Lignes répertoriées dans un jeu de données:

________________

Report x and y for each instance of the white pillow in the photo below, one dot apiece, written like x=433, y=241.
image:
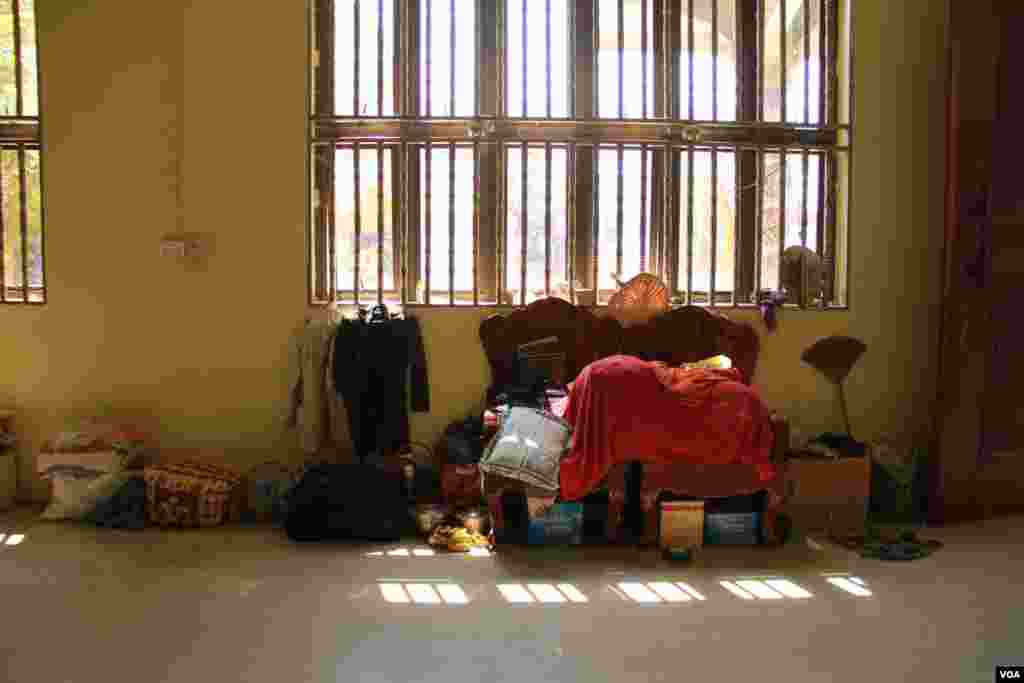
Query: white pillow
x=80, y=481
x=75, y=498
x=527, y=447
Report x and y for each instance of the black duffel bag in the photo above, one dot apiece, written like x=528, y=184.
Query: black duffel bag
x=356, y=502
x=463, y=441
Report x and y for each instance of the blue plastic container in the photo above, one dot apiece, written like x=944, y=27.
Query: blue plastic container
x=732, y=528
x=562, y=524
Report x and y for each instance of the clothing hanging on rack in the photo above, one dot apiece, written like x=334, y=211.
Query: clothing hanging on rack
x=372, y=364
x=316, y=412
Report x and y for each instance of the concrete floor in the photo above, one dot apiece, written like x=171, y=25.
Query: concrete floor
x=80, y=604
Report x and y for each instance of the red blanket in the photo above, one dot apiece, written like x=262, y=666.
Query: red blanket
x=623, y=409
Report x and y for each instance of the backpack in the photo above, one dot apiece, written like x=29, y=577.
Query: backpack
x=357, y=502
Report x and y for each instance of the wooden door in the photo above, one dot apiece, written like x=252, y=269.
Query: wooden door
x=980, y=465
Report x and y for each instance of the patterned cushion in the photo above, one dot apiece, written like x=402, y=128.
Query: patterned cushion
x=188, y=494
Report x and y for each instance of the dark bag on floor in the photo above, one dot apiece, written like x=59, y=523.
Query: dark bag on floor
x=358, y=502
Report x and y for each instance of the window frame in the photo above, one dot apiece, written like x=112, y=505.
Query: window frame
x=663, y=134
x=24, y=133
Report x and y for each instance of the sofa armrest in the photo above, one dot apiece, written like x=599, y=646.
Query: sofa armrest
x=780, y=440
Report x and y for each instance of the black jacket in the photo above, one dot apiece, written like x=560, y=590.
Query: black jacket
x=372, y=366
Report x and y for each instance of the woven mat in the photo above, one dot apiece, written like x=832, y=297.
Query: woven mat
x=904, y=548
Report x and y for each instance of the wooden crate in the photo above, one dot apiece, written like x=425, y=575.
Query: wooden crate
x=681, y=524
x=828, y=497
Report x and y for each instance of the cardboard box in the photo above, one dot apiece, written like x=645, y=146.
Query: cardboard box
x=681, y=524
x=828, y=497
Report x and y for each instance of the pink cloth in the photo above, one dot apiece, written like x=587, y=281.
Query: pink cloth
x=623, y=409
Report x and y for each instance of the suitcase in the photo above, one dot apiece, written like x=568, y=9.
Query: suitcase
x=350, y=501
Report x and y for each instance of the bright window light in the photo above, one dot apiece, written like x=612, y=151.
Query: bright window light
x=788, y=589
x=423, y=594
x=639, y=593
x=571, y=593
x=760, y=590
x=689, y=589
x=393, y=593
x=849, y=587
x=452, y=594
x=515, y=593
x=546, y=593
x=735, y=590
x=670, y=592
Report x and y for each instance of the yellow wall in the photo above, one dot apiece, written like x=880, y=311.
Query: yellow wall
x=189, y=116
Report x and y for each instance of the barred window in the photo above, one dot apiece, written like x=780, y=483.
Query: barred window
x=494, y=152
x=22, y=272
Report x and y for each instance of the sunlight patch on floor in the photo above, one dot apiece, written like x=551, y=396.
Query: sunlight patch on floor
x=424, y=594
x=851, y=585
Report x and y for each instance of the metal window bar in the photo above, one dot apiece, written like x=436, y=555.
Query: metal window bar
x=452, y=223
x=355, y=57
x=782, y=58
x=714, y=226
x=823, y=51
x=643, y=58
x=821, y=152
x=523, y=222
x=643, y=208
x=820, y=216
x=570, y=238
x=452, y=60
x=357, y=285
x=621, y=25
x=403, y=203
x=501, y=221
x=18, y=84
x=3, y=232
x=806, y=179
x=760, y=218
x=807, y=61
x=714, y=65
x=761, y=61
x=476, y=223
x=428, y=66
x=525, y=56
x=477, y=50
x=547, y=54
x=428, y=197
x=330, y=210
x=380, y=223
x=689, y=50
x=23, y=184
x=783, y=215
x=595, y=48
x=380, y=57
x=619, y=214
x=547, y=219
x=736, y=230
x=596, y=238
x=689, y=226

________________

> _EXERCICE_: Recopiez à l'identique l'ensemble des lignes ci-dessus, en omettant les images.

> _SORTIE COMPLÈTE_:
Report x and y for each instance of the white pillow in the photo below, one dot apiece, written like x=433, y=241.
image:
Query: white pillow
x=80, y=481
x=75, y=498
x=527, y=447
Report x and y for each instance of the black duffel bag in the photo above, one dot apiece, written like x=528, y=184.
Query: black duffel bag
x=356, y=502
x=463, y=441
Report x and y for each instance of the blue plastic container in the photo above, one dot apiece, written like x=944, y=27.
Query: blue plastic container
x=732, y=528
x=562, y=524
Report x and y for each instance of the clothing hanging on rack in the photo above, one dot apiece, written like x=334, y=211.
Query: clothing hanging on rack
x=372, y=364
x=316, y=412
Report x and y for each instance of the concrete floor in the photo above, one dot apiece, written like x=171, y=25.
Query: concrete floor
x=80, y=604
Report x and y for each instance of the red blanket in the photo above, one dot apiece, written like x=262, y=666.
Query: red blanket
x=623, y=409
Report x and y for each instance of the backpack in the photo above, one dot apiece, written like x=29, y=577.
Query: backpack
x=357, y=502
Report x and y for each instance of the wooden door in the photo above, one dot apiece, written like x=252, y=269.
Query: wooden door
x=980, y=465
Report x and y for each instance of the patterned cushion in the photo above, one dot apiece, written like x=402, y=128.
Query: patterned cushion
x=188, y=494
Report x and y for each instance of the dark bag on floor in the photo above, one dot apiece, written like x=59, y=523.
Query: dark bag on floor
x=358, y=502
Report x and y for each instance of the window frame in the photo above, one dot apiece, written like x=112, y=505.
Query: window frame
x=663, y=134
x=24, y=133
Report x and y for each instance of the sofa armrest in the photo above, one dot apiece, written like x=599, y=646.
Query: sofa armrest
x=780, y=440
Report x and y for each instance of the black jacket in the photo above, one dot apiece, written like x=560, y=590.
Query: black jacket
x=372, y=366
Report x and y for each instance of the woven mat in the photo above, one dot apiece, written like x=832, y=297.
Query: woven mat
x=904, y=548
Report x and y for each instance of the wooden crate in the photo above, one dot apiece, written like x=425, y=575.
Query: wooden crate
x=681, y=524
x=828, y=497
Report x and y for each instance of the cardboard box in the photo above, one dot apiece, written like x=645, y=146.
Query: cardboard box
x=681, y=524
x=828, y=497
Report x and y for each instance of the pink cloth in the photo above, one dot apiece, written like x=587, y=281.
Query: pink cloth
x=623, y=409
Report x and y for each instance of the suitcase in the photo above, one dot apiece, written like x=568, y=9.
Query: suitcase
x=350, y=501
Report x and y for each instance of the bright window light in the photo above, one dot apiece, written like x=612, y=151.
Query: bright window light
x=788, y=589
x=423, y=594
x=639, y=593
x=571, y=593
x=760, y=590
x=689, y=589
x=393, y=593
x=849, y=587
x=452, y=594
x=515, y=593
x=546, y=593
x=735, y=590
x=670, y=592
Report x and y for each instance of the yellow wall in the photo above, one dot apiece, written like x=880, y=311.
Query: yellow wall
x=189, y=116
Report x and y for each instance of the barred window in the photo above, one dot apiece, written like x=780, y=483.
Query: barred window
x=494, y=152
x=22, y=272
Report x and y for each instance of the sunlight patch on floor in the photo above, one dot apiece, written like x=551, y=396.
Query: sunlight patch on floor
x=424, y=594
x=851, y=585
Report x and y for each instance of the metal window bar in the photo above, one dot apiece, written like x=436, y=555.
Query: metal window bar
x=452, y=223
x=355, y=57
x=782, y=58
x=714, y=226
x=823, y=51
x=643, y=58
x=821, y=152
x=523, y=222
x=643, y=208
x=820, y=216
x=570, y=238
x=452, y=60
x=357, y=285
x=621, y=25
x=403, y=203
x=501, y=221
x=18, y=84
x=3, y=232
x=806, y=179
x=760, y=218
x=807, y=61
x=714, y=65
x=761, y=61
x=476, y=223
x=428, y=66
x=525, y=56
x=477, y=50
x=547, y=54
x=428, y=197
x=330, y=210
x=380, y=223
x=689, y=50
x=23, y=184
x=783, y=215
x=595, y=48
x=380, y=57
x=619, y=214
x=547, y=219
x=736, y=230
x=596, y=238
x=689, y=226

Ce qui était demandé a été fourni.